→ **Task item A**: According to the Isis post, what is the name of the schoolteacher who discovers the amulet in The Secrets of Isis?
→ **Task item B**: List every character the Isis post names as a member of the team in The Freedom Force.
→ **Task item C**: Continue the Isis post past its final paragraph.
Page excerpt Block Start
Friday, April 12, 2019

Flashback Friday: Isis

Each Friday, I take one of the entries from my old Super Posts and expand it into its own featured article.

This week: Isis!


Isis is a strange one because I'm not entirely sure how she's possible. But I suppose I should explain who she is first. See, Isis first appeared in the 1975 Filmation tv series, The Secrets of Isis, which was the second half of The Shazam!/Isis Hour.


The show was about a schoolteacher named Andrea Thomas, who discovered an amulet that she can use to harness the powers of the Egyptian goddess, Isis. As part of the Shazam!/Isis Hour, and probably because they have similar power origins, although I'm not sure whether that was a coincidence, the two characters crossed over frequently, with Isis appearing on three episodes of Shazam! and Captain Marvel appearing on three episodes of The Secrets of Isis.


An animated version of her later appeared in a very short-lived show called The Freedom Force (1978), which teamed up Isis with Hercules - from the Filmation animated series The Space Sentinels - to put together an international team of heroes. In addition to them, the team featured Merlin, Sinbad, and a character named Super Samurai. The whole thing lasted five episodes. The internet also claims she appeared in an episode of the animated series Hero High (the second half of The Shazam! Superpower Hour), but I can't find proof of that.


Isis's first comics appearance was, fittingly, Shazam! #25 (July 1976), but here's where the first bit of strangeness comes in: it's marked as a DC TV comic. DC TV comics were bizarre comics in the 70s of dubious canonicity. They were clearly marked tie-ins to tv shows, but written in a way that doesn't contradict the comic book universe. As an example of how strange they could be, Shazam! was an ongoing comic book series with no relation to the show. This DC TV comic issue was just dropped in the middle of the run, and afterward it's marketed as a DC TV for the rest of its run, but still isn't connected to either Shazam! show at all. All of that is to say that Isis is kind of an Earth-S character and kind of not. (See the Wonder Twins and the Global Guardians for more examples of this oddity.)


Isis then received her own series, The Mighty Isis, that began in September 1976 and ran for eight issues. All eight of them were marked as DC TV comics, so is this the same Isis that appeared in Shazam! #25, or a completely different one? As far as I know, there are no Captain Marvel appearances in the series, and no DC references at all...though the letters page does suggest - but doesn't state outright - that Isis's amulet was created by the wizard Shazam.


In 52 #3 (May 2006), DC introduced a character named Adrianna Tomaz, an Egyptian refugee who was brought to Black Adam as a slave. He killed her captors and freed her, and she helped convince him that he could be doing more good in the world. In return, he retrieved the Amulet of Isis, and in #12 (July 2006), he asked the wizard Shazam to confer the amulet's powers onto Adrianna, giving her the ability to transform into Isis. Adrianna Tomaz is obviously named after Andrea Thomas, and the series established that the Amulet's original owner, Hatshepsut, was one of Shazam's previous champions.
Page excerpt Block End
Given records Block Start
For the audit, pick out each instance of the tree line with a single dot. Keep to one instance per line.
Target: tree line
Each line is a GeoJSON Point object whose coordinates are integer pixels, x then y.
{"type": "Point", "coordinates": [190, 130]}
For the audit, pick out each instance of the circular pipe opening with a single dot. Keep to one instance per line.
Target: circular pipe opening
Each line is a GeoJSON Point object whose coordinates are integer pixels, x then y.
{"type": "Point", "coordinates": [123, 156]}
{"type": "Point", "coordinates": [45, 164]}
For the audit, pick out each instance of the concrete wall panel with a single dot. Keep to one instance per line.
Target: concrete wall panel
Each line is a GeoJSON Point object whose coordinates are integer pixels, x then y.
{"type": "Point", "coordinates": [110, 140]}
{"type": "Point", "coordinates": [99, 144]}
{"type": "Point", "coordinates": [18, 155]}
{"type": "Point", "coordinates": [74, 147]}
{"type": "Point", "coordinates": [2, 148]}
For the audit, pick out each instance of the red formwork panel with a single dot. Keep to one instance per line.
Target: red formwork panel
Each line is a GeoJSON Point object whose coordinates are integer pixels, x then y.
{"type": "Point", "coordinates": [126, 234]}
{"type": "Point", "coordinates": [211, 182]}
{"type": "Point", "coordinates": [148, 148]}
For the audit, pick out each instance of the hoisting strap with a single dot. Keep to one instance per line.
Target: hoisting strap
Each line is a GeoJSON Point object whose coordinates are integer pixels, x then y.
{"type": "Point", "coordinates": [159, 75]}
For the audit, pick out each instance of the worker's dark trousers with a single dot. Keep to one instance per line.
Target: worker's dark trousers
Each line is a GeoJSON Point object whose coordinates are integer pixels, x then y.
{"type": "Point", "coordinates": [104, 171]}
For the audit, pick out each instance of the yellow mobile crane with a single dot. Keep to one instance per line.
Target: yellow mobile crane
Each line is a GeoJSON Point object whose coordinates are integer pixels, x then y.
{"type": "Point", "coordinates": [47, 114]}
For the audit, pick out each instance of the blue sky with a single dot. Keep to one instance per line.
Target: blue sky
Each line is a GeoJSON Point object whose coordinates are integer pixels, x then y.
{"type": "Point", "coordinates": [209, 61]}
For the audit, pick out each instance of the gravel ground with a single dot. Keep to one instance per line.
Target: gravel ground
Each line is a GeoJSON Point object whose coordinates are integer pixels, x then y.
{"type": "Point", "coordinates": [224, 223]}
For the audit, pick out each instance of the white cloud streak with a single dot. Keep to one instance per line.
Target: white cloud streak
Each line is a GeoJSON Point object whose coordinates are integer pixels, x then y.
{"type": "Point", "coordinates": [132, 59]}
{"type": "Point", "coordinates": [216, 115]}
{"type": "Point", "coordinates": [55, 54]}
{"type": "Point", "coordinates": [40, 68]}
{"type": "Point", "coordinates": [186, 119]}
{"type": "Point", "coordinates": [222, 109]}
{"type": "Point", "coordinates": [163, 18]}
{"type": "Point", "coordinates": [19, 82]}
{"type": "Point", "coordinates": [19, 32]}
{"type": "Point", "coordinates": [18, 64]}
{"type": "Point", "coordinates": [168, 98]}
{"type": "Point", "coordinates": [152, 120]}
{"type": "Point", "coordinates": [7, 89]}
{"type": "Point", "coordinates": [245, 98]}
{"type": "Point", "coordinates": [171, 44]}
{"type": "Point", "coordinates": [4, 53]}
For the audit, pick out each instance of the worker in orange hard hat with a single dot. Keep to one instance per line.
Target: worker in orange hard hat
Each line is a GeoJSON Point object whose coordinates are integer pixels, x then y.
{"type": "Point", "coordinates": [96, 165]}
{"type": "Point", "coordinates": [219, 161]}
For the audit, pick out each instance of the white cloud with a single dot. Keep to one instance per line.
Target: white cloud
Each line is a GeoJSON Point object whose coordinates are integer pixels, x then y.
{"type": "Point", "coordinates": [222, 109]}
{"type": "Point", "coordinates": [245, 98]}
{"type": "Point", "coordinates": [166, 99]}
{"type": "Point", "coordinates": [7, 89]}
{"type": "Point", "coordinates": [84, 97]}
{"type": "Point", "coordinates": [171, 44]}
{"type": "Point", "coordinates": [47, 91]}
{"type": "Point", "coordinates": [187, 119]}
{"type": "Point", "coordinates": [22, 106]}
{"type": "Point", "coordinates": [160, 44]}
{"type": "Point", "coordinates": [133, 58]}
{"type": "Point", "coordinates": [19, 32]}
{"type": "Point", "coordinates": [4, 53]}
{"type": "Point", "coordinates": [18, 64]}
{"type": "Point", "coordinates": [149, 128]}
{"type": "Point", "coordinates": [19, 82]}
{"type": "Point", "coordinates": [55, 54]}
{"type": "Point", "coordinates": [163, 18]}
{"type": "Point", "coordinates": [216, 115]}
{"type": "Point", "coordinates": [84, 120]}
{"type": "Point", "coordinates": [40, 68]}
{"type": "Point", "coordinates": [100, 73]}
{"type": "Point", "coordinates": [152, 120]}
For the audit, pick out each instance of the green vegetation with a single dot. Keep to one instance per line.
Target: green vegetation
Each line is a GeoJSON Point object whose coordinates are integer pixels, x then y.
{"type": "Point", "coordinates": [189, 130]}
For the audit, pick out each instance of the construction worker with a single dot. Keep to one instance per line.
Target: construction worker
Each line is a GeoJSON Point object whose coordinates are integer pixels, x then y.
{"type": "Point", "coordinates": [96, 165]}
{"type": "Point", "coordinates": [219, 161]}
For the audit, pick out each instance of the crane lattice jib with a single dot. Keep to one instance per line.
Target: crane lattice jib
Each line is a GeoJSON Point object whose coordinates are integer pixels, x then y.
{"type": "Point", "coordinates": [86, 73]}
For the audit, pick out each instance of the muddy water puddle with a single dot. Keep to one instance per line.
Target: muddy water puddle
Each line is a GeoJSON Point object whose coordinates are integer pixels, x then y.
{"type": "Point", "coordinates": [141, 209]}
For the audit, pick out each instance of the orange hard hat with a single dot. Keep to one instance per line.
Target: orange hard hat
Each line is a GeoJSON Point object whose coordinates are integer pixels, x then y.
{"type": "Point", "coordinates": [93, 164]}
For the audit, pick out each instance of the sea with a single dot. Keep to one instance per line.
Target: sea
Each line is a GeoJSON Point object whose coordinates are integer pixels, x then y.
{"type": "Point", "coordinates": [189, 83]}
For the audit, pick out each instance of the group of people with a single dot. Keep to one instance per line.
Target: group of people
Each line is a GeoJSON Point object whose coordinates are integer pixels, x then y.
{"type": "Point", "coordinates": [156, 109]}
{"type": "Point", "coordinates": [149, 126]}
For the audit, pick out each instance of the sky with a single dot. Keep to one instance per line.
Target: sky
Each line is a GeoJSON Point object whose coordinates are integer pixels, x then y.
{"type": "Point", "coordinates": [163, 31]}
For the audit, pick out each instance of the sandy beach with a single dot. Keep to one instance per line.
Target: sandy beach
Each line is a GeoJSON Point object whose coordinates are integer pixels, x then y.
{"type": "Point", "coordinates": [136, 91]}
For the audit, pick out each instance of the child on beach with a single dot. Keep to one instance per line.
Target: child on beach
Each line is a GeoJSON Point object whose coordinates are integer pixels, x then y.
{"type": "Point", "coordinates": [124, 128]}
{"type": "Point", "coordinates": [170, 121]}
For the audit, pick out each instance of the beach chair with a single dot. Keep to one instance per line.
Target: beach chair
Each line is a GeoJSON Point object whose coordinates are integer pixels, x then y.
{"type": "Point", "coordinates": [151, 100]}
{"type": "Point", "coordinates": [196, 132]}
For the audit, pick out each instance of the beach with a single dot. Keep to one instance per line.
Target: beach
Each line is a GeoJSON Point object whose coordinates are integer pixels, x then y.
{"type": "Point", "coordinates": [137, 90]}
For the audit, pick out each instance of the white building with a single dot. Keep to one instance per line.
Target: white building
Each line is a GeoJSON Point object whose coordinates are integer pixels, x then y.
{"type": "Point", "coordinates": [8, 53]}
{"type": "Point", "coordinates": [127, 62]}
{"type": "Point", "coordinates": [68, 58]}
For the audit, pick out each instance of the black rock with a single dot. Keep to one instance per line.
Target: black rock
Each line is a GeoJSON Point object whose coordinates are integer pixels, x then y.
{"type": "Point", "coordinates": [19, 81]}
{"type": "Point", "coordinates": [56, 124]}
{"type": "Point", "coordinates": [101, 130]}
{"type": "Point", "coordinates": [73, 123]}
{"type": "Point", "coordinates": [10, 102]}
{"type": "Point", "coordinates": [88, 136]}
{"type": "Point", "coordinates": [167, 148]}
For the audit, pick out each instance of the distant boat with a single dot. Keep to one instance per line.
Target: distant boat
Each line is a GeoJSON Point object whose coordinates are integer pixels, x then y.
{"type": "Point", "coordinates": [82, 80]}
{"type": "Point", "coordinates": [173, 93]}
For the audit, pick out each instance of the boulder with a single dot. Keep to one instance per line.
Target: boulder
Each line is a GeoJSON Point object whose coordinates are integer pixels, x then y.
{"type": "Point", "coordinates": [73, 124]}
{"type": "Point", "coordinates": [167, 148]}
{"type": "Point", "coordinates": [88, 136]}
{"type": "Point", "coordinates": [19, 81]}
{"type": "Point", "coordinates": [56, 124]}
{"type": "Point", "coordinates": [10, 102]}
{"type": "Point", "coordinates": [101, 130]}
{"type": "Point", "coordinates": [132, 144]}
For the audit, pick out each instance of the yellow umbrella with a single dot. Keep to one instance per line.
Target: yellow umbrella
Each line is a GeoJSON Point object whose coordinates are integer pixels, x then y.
Given records Block End
→ **Answer box A**: Andrea Thomas

→ **Answer box B**: Isis, Hercules, Merlin, Sinbad, and Super Samurai

→ **Answer box C**:
Here's where the strangeness really kicks in: DC DOESN'T OWN ISIS. Isis is a Filmation character. DC doesn't own Filmation. Warner Bros. doesn't own Filmation. How can they use her? Are they just skirting trademarks by the fact that Isis and Hatshepsut are historical characters in the public domain? Is the white dress generic enough that it's not actionable? Can they get by the transformation by the fact that Captain Marvel did it first?

I can't prove it, but I think DC got in trouble over it, and here's why. Less than a year after she was introduced, she was killed off, basically for good. Adrianna Tomaz later appeared in the New 52, in Justice League of America #7.4: Black Adam (September 2013), but she wasn't Isis and she hasn't been seen since.


She's appeared in adaptations, but those are peculiar too. The first one was in the Smallville episode, "Isis" (October 2010). In it, Lois Lane finds the amulet of Isis and transforms into a superhero very similar to the Isis we know. Notably, a character named Adrianna also appears in the episode, but has little to do with Isis - she's in charge of the exhibit that includes the amulet, but that's about it.


The character also appears in Legends of Tomorrow (first appearing in the episode "Zari", October 2017), but you'd be forgiven for not realizing it. Although she has the amulet, her name in this continuity is Zari Tomaz (though Adrianna is given as a middle name) and she doesn't transform or use the name Isis...but she does wear a much more modest version of the Isis costume as a Halloween costume in the episode "Phone Home" (October 2017).


So yeah, it seems like DC has to be very careful about how they use her, but they were still able to get into the comics universe, even for a brief time!